## The request
Print all of the data below word for word, changing nothing.

## Materials provided
>>>>
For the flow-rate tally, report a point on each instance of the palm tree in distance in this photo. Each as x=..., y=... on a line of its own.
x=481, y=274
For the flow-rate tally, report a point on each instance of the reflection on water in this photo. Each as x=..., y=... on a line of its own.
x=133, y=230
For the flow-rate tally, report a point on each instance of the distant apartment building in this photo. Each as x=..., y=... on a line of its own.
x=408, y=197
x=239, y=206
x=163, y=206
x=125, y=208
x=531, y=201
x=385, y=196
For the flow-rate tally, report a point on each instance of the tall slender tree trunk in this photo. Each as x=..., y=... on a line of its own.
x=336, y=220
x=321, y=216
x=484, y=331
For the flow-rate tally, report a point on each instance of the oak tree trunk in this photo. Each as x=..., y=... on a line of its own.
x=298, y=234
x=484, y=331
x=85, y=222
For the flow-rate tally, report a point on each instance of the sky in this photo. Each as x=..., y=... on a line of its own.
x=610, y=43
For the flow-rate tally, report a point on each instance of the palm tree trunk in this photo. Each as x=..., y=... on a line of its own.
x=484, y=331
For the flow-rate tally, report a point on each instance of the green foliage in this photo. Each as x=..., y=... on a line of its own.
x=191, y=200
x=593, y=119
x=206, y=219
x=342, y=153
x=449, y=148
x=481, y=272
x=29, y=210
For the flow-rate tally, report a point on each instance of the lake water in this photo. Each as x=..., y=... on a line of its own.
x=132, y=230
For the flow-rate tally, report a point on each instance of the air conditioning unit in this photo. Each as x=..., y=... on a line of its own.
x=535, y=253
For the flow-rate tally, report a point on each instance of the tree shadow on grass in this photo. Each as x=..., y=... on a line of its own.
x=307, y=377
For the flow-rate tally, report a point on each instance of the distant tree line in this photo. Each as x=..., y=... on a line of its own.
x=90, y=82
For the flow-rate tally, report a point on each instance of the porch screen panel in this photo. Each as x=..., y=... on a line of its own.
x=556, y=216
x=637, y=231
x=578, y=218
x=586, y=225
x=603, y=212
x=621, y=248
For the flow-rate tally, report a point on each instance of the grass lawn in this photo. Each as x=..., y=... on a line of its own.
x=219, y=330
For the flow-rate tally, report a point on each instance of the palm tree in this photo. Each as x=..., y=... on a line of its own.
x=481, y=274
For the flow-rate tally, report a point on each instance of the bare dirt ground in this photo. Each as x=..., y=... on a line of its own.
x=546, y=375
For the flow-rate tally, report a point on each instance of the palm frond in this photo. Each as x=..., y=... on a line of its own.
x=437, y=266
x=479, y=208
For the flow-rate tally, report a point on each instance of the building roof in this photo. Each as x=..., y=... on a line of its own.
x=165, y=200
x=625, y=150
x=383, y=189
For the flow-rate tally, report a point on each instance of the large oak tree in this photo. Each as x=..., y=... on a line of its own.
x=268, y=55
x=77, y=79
<<<<
## Full output
For the flow-rate tally, report a point on each instance of the palm tree in distance in this photo. Each as x=..., y=... on a line of its own.
x=481, y=274
For the flow-rate tally, report a point on each instance of the reflection on water in this photo. Each as x=..., y=... on a line of its own.
x=133, y=230
For the flow-rate tally, report a point on each instance of the distant apartment building in this photo. Each as x=..., y=... on a line of its own.
x=408, y=197
x=239, y=206
x=163, y=206
x=125, y=208
x=531, y=201
x=385, y=196
For the flow-rate tally, report a point on each instance of the tall slender tree trunk in this photo. Each as x=..., y=... on a line of its own.
x=336, y=220
x=321, y=216
x=484, y=331
For the flow-rate tally, report a point on each instance of the oak tree trunk in this photo. Each as x=..., y=... on a line of its own.
x=298, y=234
x=484, y=331
x=85, y=222
For the flow-rate tally, report a point on each instance of the sky in this photo. Each as x=..., y=... on a line of its own.
x=610, y=43
For the flow-rate tally, report a point on each instance of the palm tree trunk in this photo. Each as x=..., y=... on a line of its own.
x=484, y=331
For the flow-rate tally, report a point on each instance of the green foliage in this photo. Each as x=..., y=... on a line of its own.
x=191, y=200
x=593, y=119
x=206, y=219
x=342, y=153
x=449, y=148
x=481, y=272
x=29, y=210
For the flow-rate tally, report a point on each instance of the lake water in this photo. Each as x=..., y=... on a line of its own.
x=132, y=230
For the flow-rate tally, report a point on each instance of the air conditioning unit in this photo. Each as x=..., y=... on a line of its own.
x=535, y=253
For the flow-rate tally, report a point on each instance of the tree shadow on grass in this photo. Each as x=..., y=... on a line of its own.
x=307, y=377
For the flow-rate tally, report a point on each instance of the distant tree line in this photo. Each as x=..., y=... on a line of its own.
x=90, y=82
For the flow-rate tally, report a point on each instance of the porch screen panel in this photo. Each as x=..., y=... on a line of its own.
x=556, y=216
x=637, y=231
x=578, y=218
x=586, y=225
x=603, y=212
x=621, y=248
For the flow-rate tally, report a point on each instance of the grass lawn in this photo. Each as x=..., y=... on a line of its own.
x=219, y=330
For the flow-rate tally, report a point on each instance of the palm tree in this photo. Each as x=..., y=... on a line of its own.
x=481, y=274
For the flow-rate tally, report a point on each instance of the bare dirt ground in this photo. Each as x=..., y=... on a line of its own.
x=546, y=375
For the flow-rate tally, report a point on each instance of the palm frond in this photo. Each as x=..., y=... on a line of its own.
x=437, y=266
x=479, y=208
For the flow-rate tally, report a point on each instance of the building roof in this photo. Each as x=..., y=... on a line of its own.
x=165, y=200
x=625, y=150
x=383, y=189
For the flow-rate tally, report a point on each instance of the large oak tree in this photo. Each as x=..., y=... on a line of its own.
x=268, y=55
x=77, y=79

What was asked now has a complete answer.